▶ **What the task requires**:
All lines below are to be output exactly as they stand.

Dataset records
=====
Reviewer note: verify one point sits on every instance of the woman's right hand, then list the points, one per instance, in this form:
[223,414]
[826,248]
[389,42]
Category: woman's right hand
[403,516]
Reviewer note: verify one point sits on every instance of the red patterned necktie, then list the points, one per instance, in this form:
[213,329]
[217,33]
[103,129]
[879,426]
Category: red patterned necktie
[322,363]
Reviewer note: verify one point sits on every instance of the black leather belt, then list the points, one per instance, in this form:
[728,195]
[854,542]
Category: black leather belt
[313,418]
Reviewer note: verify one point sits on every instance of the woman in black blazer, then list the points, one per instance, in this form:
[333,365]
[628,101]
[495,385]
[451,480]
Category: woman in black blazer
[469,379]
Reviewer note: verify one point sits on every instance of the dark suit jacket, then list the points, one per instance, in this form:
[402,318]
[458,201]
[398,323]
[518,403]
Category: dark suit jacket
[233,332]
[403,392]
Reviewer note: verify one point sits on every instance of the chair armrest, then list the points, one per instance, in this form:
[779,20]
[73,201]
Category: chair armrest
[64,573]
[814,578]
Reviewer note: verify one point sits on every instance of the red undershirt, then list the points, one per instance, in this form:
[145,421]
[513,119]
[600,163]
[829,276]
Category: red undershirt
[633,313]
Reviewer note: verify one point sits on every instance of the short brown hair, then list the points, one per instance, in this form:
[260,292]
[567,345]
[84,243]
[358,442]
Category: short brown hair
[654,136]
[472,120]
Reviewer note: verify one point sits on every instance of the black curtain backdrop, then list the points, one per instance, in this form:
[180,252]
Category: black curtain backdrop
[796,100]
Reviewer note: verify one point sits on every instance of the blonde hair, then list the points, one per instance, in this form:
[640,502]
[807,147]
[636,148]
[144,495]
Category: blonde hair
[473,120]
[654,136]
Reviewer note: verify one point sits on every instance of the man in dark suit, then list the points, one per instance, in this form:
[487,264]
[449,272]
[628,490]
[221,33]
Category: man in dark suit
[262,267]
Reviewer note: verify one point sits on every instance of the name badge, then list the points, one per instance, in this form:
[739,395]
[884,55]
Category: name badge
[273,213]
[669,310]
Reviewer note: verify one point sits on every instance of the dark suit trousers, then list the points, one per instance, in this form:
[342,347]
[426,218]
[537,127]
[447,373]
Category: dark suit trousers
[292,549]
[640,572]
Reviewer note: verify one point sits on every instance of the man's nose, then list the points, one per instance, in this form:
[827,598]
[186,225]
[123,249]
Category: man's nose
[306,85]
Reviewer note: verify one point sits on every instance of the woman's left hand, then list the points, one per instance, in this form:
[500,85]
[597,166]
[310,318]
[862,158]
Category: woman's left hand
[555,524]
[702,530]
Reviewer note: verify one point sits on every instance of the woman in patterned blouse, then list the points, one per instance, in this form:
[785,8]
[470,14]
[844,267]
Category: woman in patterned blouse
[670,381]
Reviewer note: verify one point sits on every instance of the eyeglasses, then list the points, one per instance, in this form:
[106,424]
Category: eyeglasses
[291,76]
=====
▶ **Written response**:
Reviewer note: verify one point sits on every instance of the woman's right hand, then list the points, one per instance, in this form:
[223,414]
[826,248]
[389,42]
Category: woman's right hand
[403,516]
Reviewer note: verify one point sits on every instance of the red patterned necktie, then list the points, one per instance, in this form:
[213,329]
[217,33]
[103,129]
[879,426]
Category: red patterned necktie
[322,363]
Reviewer note: verify one point sits on every instance of the black leather belt, then list the points, one per instance, in this form:
[728,195]
[854,542]
Category: black leather belt
[313,418]
Reviewer note: verify one point sits on every instance of the woman in black blazer, then list the points, one per instance, in this form:
[333,365]
[628,101]
[495,385]
[451,480]
Category: woman in black blazer
[469,379]
Reviewer note: verify one point sits on every instance of the dark suit jacket, then list the points, one per instance, in this form:
[402,318]
[458,201]
[398,323]
[518,403]
Category: dark suit jacket
[233,332]
[403,392]
Reviewer note: verify one point sits on every instance of the chair armrest, then list the points, one per instance, in this form:
[779,20]
[73,201]
Category: chair armrest
[64,573]
[814,578]
Reviewer note: verify one point sits on every instance of the red undershirt, then list the points, one per instance, in this form:
[145,421]
[513,119]
[600,163]
[829,276]
Category: red undershirt
[633,313]
Reviewer note: verify one point sits on every instance of the short brown hair, then list the points, one per instance, in this form:
[260,292]
[567,345]
[84,243]
[358,442]
Category: short brown hair
[654,136]
[472,120]
Reviewer note: verify one point sits on every instance of the black curtain backdrop, then list the points, one per instance, in this form:
[180,252]
Category: black curtain backdrop
[796,100]
Reviewer note: verify one point sits on every instance of the blonde hair, then list the points, one per instance, in this form:
[640,502]
[807,147]
[636,148]
[144,495]
Category: blonde hair
[473,120]
[654,136]
Reviewer note: verify one point sits on every instance of the man in dark suit, then list the points, one per instance, in this form:
[487,264]
[449,272]
[628,490]
[221,33]
Category: man in dark suit
[262,267]
Reviewer note: verify one point sits on every instance of the name badge, then list the points, one per instance, in this form:
[739,395]
[884,55]
Category: name badge
[273,213]
[669,310]
Reviewer note: verify one point sits on every instance of the dark suit trousers, then list the points, one per instance, in this form:
[342,347]
[426,218]
[537,127]
[447,373]
Category: dark suit trousers
[292,549]
[640,572]
Reviewer note: verify one point sits on every instance of the man's nose, then list the points, one per instance, in this form:
[827,598]
[186,225]
[123,249]
Category: man's nose
[306,85]
Reviewer note: verify one point sits on every instance of the woman's left hand, then list the points, one per instance, in this form:
[500,85]
[597,166]
[310,318]
[862,158]
Category: woman's left hand
[555,524]
[702,530]
Reviewer note: verify one point sits on every instance of the woman in patterned blouse, then list the points, one per instance, in this form:
[785,8]
[470,14]
[844,267]
Category: woman in patterned blouse
[670,381]
Reviewer note: verify one point sits on every instance of the eyeglasses, then list the points, one per instance, in this form:
[106,424]
Category: eyeglasses
[291,76]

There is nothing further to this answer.